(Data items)
━━━━━━━━━━━━━━━━━━━━
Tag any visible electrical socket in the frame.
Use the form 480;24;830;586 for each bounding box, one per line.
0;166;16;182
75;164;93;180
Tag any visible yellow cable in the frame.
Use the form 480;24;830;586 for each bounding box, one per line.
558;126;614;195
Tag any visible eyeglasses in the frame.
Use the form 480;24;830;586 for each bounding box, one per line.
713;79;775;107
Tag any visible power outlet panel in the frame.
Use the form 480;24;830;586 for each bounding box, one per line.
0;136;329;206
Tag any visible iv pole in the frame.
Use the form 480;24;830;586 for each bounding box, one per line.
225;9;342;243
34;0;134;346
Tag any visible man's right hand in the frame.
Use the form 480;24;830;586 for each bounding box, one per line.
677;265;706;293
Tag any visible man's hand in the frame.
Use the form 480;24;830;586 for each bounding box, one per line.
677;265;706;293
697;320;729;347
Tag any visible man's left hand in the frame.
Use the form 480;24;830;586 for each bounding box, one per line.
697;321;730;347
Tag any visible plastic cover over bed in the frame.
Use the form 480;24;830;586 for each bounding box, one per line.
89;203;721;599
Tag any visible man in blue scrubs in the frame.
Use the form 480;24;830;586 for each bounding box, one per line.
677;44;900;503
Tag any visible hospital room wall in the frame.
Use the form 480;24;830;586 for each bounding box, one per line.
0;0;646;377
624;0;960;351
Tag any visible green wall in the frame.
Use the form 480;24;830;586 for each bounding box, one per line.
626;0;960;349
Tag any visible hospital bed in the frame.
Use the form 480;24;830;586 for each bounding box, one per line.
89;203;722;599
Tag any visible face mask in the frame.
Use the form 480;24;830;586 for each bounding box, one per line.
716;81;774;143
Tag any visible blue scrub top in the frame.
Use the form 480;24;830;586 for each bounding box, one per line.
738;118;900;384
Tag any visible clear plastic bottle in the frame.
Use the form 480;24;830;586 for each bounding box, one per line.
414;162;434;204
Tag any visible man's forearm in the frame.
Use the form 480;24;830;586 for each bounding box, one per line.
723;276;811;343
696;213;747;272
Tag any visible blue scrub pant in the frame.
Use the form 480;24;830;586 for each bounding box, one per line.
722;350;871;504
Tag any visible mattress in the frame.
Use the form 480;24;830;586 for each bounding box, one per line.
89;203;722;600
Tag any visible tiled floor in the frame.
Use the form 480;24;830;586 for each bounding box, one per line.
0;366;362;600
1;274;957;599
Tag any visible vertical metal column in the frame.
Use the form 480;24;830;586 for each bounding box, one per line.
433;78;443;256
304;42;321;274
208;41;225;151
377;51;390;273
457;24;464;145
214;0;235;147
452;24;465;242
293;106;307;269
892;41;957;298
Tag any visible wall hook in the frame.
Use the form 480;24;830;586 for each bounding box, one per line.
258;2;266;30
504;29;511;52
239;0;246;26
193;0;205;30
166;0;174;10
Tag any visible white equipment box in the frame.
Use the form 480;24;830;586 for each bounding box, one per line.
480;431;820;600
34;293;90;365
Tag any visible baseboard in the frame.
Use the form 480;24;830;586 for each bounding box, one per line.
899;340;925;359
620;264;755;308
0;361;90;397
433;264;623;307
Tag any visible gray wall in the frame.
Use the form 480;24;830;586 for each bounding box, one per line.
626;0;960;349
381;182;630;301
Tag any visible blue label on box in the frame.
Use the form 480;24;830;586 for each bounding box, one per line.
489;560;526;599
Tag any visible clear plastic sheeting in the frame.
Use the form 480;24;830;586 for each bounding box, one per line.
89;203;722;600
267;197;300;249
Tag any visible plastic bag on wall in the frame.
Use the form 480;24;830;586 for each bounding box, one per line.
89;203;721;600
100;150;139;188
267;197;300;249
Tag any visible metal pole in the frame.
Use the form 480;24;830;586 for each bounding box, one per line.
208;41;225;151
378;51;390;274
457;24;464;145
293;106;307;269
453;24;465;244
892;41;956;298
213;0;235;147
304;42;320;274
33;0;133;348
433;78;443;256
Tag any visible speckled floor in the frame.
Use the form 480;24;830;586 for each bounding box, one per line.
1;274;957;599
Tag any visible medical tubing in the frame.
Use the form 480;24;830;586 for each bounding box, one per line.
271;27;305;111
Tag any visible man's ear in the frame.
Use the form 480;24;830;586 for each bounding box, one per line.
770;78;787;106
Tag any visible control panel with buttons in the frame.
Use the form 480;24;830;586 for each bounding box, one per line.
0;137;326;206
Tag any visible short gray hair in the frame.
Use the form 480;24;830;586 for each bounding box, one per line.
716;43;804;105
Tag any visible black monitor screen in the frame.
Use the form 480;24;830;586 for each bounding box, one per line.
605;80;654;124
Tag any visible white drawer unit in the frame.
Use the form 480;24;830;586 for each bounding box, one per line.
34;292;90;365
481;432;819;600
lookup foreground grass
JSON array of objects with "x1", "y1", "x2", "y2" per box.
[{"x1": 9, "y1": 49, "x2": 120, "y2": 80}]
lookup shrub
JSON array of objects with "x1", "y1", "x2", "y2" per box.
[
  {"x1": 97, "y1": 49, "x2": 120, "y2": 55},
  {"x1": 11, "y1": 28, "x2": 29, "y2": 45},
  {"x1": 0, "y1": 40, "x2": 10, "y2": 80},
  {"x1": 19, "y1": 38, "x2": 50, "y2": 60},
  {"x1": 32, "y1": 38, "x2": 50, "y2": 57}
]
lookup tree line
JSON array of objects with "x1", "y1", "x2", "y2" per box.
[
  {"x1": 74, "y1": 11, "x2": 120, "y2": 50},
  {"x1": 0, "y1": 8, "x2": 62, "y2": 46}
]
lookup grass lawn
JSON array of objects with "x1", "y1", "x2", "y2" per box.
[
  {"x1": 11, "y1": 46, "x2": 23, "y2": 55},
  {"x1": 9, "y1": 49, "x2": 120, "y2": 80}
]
━━━━━━━━━━━━━━━━━━━━
## YOUR INSTRUCTIONS
Some lines above hold the word "wall". Copy all of them.

## EXERCISE OUTPUT
Tag any visible hospital room wall in the frame.
Tag any visible green wall in the frame.
Tag any visible wall hook in the frame.
Tag any visible gray wall in the frame.
Tag any visible plastic bag on wall in the frame.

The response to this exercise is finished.